Image-grounded pointing data
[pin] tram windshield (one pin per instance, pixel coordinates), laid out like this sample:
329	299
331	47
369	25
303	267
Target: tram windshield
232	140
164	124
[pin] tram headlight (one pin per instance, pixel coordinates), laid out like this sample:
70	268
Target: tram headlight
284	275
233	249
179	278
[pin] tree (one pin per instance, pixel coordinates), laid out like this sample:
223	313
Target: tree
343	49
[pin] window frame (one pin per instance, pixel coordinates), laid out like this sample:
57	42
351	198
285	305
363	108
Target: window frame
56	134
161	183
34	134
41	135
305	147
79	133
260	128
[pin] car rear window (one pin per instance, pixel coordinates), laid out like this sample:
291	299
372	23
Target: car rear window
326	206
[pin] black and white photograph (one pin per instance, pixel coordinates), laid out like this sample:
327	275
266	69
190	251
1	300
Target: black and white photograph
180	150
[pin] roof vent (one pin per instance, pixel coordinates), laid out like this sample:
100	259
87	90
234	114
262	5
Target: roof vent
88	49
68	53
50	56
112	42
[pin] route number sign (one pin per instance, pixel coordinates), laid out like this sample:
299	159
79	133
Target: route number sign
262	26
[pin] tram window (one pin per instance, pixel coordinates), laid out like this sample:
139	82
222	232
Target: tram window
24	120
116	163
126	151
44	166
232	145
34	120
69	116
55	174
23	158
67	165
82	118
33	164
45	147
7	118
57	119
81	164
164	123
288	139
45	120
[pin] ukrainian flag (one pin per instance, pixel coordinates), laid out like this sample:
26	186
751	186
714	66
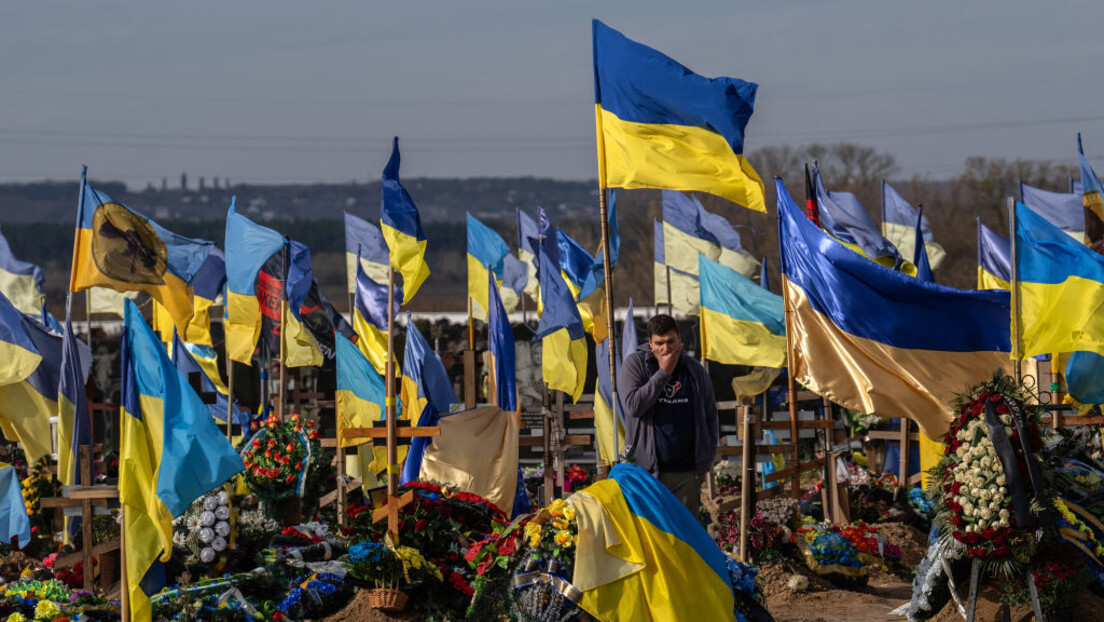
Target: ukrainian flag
123	250
14	523
364	239
207	287
994	260
19	357
187	359
660	125
741	323
529	239
248	245
1061	209
643	557
426	391
1061	288
300	348
487	252
605	424
683	286
74	423
402	229
170	453
877	340
500	345
21	282
370	318
27	404
848	221
563	358
899	227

• [EXERCISE DESCRIPTION]
The expected output is every entry above, character for character, with no pictures.

• [REPLY TO THE TASK]
[pin] tram windshield (one pin per instance, pixel coordinates), laid out like this sample:
329	299
331	47
369	25
303	267
Target: tram windshield
232	140
164	124
[pin] tram headlight (one pin per instance, pixel coordinates), laid out like this sample:
70	268
Target: tram headlight
284	275
233	249
179	278
[pin] tree (one pin per instance, pixel coordinates), laid out like this sample:
223	313
Target: tree
343	49
[pin] window frame (one pin per instance, pixel coordinates), laid out like this sample:
57	42
351	198
285	305
363	108
Target: window frame
56	134
161	183
34	134
41	135
305	147
79	133
260	128
[pin] car rear window (one pin per instance, pixel coordinates), laid out like this sample:
291	299
372	23
Target: car rear window
326	206
[pin] black and white photograph (one pin per instance, pixel coordinates), laid out like this sample:
327	275
266	69
190	251
1	300
Target: black and white photograph
180	150
[pin] roof vent (one pin per instance, pixel coordinates), laid out like this sample:
100	259
87	90
234	114
262	5
Target: roof vent
88	49
68	53
50	56
112	42
[pin] route number sign (one pin per instance, pixel coordinates), laid out like this sample:
299	159
79	133
Target: route number sign
262	26
[pin] tram window (one pin per instance, pixel coordinates), laid out like this sample:
139	82
222	232
Target: tram window
24	120
116	163
126	151
44	166
232	145
34	120
69	116
55	174
23	158
67	165
82	118
33	164
45	147
7	118
57	119
81	164
164	123
288	139
45	120
[pin] ukrainian flag (one pin per instance, pixel coordinates), laid out like this sample:
26	186
751	186
714	66
Target: ukrainian flag
123	250
14	523
364	239
207	287
994	260
19	357
187	359
660	125
741	323
529	239
248	245
1061	209
643	557
426	391
1061	288
300	348
487	252
605	424
683	286
74	423
402	229
170	453
877	340
500	345
21	282
370	318
27	404
848	221
563	358
899	227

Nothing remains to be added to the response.